> _Given task_:
From the entries below, pick out each line containing the word "woman", treating uppercase and lowercase as different.

────────────────────────────────────────

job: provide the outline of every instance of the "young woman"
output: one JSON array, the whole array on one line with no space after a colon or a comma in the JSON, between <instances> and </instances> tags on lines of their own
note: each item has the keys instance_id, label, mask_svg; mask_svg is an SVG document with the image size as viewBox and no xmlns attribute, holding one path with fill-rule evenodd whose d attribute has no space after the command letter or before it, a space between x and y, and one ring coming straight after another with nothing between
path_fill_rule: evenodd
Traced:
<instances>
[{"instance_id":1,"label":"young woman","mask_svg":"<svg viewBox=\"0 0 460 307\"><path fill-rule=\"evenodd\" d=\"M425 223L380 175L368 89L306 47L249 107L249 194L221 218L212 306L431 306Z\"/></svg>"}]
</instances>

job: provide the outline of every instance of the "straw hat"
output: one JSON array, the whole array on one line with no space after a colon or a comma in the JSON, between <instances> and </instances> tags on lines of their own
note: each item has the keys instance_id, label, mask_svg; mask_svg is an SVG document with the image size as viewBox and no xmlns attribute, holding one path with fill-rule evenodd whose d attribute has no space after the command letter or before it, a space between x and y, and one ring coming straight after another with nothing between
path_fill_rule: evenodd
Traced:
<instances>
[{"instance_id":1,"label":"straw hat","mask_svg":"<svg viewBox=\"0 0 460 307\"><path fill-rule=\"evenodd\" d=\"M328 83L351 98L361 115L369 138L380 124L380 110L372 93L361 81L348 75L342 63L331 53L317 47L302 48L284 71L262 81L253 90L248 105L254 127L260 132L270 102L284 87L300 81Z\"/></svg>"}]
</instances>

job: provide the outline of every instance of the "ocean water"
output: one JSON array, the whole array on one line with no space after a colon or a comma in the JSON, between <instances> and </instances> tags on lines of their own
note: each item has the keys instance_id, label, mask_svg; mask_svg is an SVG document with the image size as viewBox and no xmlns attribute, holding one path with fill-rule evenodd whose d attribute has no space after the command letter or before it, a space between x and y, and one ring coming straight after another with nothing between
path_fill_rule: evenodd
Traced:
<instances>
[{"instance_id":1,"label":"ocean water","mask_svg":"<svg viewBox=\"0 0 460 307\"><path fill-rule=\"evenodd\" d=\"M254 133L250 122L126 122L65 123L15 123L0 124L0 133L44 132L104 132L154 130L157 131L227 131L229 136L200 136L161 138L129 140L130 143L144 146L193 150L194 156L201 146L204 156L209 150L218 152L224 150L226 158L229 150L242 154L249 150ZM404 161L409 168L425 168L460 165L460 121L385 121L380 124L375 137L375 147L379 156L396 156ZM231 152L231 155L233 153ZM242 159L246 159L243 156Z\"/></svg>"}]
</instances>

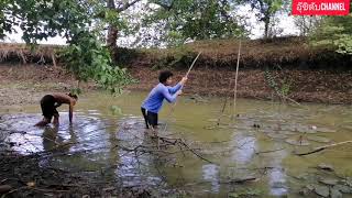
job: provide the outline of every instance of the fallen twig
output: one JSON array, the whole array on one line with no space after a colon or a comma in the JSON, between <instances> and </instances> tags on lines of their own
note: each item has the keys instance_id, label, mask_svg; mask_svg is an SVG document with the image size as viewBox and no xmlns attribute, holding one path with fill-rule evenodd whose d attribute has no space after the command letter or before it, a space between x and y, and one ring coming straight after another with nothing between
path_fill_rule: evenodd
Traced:
<instances>
[{"instance_id":1,"label":"fallen twig","mask_svg":"<svg viewBox=\"0 0 352 198\"><path fill-rule=\"evenodd\" d=\"M262 152L255 152L256 155L263 154L263 153L273 153L273 152L278 152L278 151L283 151L285 150L285 147L282 148L277 148L277 150L270 150L270 151L262 151Z\"/></svg>"},{"instance_id":2,"label":"fallen twig","mask_svg":"<svg viewBox=\"0 0 352 198\"><path fill-rule=\"evenodd\" d=\"M321 151L323 151L326 148L329 148L329 147L334 147L334 146L342 145L342 144L348 144L348 143L352 143L352 141L344 141L344 142L339 142L339 143L329 144L329 145L324 145L324 146L319 146L319 147L314 148L310 152L295 153L295 154L298 155L298 156L310 155L310 154L314 154L314 153L321 152Z\"/></svg>"}]
</instances>

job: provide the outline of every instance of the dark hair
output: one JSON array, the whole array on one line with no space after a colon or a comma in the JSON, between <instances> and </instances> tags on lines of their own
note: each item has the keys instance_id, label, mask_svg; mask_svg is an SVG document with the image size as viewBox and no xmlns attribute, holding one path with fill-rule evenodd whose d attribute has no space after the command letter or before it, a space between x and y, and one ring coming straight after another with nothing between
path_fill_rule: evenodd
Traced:
<instances>
[{"instance_id":1,"label":"dark hair","mask_svg":"<svg viewBox=\"0 0 352 198\"><path fill-rule=\"evenodd\" d=\"M167 78L174 76L174 74L169 70L163 70L161 72L161 74L158 75L158 81L164 84L166 82Z\"/></svg>"},{"instance_id":2,"label":"dark hair","mask_svg":"<svg viewBox=\"0 0 352 198\"><path fill-rule=\"evenodd\" d=\"M68 96L72 97L72 98L74 98L74 99L76 99L76 100L78 100L78 96L75 95L75 94L69 92Z\"/></svg>"}]
</instances>

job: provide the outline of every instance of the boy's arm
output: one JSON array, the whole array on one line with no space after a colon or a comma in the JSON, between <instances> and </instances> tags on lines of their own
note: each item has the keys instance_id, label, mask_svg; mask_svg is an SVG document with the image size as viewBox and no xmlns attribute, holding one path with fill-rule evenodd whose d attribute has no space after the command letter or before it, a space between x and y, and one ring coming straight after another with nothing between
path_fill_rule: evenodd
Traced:
<instances>
[{"instance_id":1,"label":"boy's arm","mask_svg":"<svg viewBox=\"0 0 352 198\"><path fill-rule=\"evenodd\" d=\"M73 105L73 102L70 102L69 110L68 110L69 123L73 123L73 114L74 114L74 105Z\"/></svg>"},{"instance_id":2,"label":"boy's arm","mask_svg":"<svg viewBox=\"0 0 352 198\"><path fill-rule=\"evenodd\" d=\"M183 79L174 87L167 87L168 91L174 95L175 92L177 92L180 88L183 88L183 86L186 84L187 81L187 77L183 77Z\"/></svg>"},{"instance_id":3,"label":"boy's arm","mask_svg":"<svg viewBox=\"0 0 352 198\"><path fill-rule=\"evenodd\" d=\"M175 92L177 92L180 88L183 87L183 85L180 82L178 82L176 86L174 87L167 87L168 92L174 95Z\"/></svg>"},{"instance_id":4,"label":"boy's arm","mask_svg":"<svg viewBox=\"0 0 352 198\"><path fill-rule=\"evenodd\" d=\"M58 108L58 107L61 107L62 105L63 105L63 103L56 102L54 107L55 107L55 108Z\"/></svg>"},{"instance_id":5,"label":"boy's arm","mask_svg":"<svg viewBox=\"0 0 352 198\"><path fill-rule=\"evenodd\" d=\"M177 96L180 94L180 91L177 91L176 94L170 95L170 94L168 92L168 89L165 88L165 89L162 90L162 94L163 94L164 98L165 98L168 102L172 103L172 102L175 102L175 101L176 101L176 98L177 98Z\"/></svg>"}]
</instances>

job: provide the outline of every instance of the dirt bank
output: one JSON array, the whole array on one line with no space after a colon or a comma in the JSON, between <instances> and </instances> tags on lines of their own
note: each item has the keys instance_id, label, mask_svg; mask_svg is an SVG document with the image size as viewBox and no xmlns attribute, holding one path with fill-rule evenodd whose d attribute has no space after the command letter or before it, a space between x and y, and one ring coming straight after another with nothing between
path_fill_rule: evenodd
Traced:
<instances>
[{"instance_id":1,"label":"dirt bank","mask_svg":"<svg viewBox=\"0 0 352 198\"><path fill-rule=\"evenodd\" d=\"M180 78L184 69L175 70ZM132 76L140 80L131 85L131 90L150 90L157 84L158 70L138 65L130 67ZM274 94L264 77L264 70L246 69L239 74L238 96L242 98L271 99ZM286 79L288 97L297 101L324 103L352 103L352 72L329 70L280 70L271 72L282 88L280 80ZM185 87L187 94L204 96L233 96L234 72L227 69L196 68L190 73ZM76 81L61 67L37 65L0 65L0 103L36 103L45 92L68 91ZM230 86L231 82L231 86ZM95 88L86 85L86 89Z\"/></svg>"}]
</instances>

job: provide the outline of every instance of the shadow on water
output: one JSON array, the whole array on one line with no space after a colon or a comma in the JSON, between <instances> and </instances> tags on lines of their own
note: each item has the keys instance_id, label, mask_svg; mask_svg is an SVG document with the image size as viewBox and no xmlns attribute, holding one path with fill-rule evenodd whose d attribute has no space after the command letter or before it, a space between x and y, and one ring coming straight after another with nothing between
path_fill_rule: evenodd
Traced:
<instances>
[{"instance_id":1,"label":"shadow on water","mask_svg":"<svg viewBox=\"0 0 352 198\"><path fill-rule=\"evenodd\" d=\"M107 101L105 106L99 102L101 97ZM99 172L105 179L127 187L173 188L194 196L235 197L248 193L299 197L298 191L312 182L297 183L295 176L315 173L317 169L312 167L321 163L333 166L339 176L352 176L349 145L307 157L293 154L293 151L352 140L351 107L305 105L297 108L240 100L240 117L235 122L224 118L216 125L220 99L209 98L202 103L182 99L165 134L160 135L182 139L215 162L209 163L189 151L151 139L139 112L143 97L143 94L129 94L112 100L94 94L80 101L72 125L65 112L61 112L58 128L34 128L40 114L14 112L2 117L0 128L9 132L4 140L13 143L10 150L25 155L50 153L43 164ZM120 107L121 112L112 114L110 106ZM162 124L168 110L166 107L161 112ZM255 179L234 183L243 178ZM239 194L241 190L245 193Z\"/></svg>"}]
</instances>

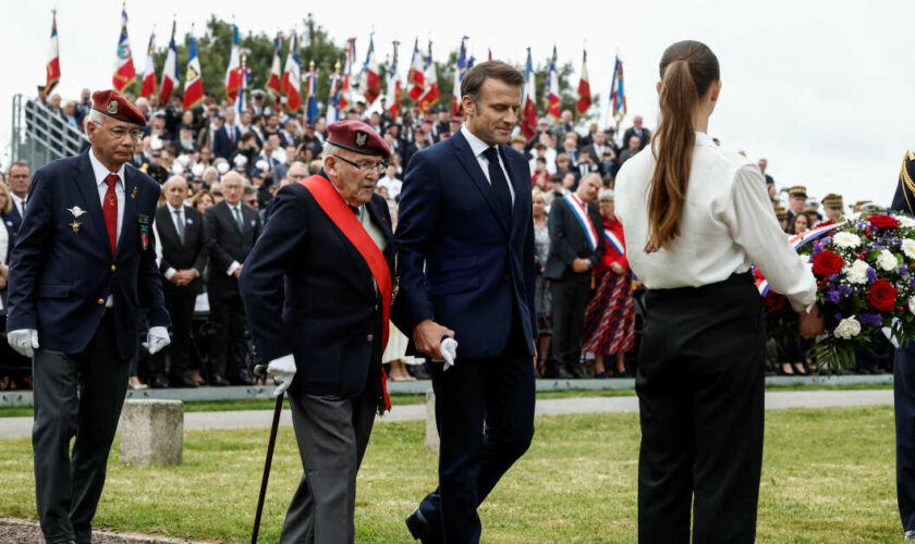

────────────────────────────────────────

> _The response_:
job: provide the outline of every instance of the "young woman"
[{"instance_id":1,"label":"young woman","mask_svg":"<svg viewBox=\"0 0 460 307\"><path fill-rule=\"evenodd\" d=\"M425 223L380 175L368 89L306 47L249 107L249 194L221 218L212 306L431 306Z\"/></svg>"}]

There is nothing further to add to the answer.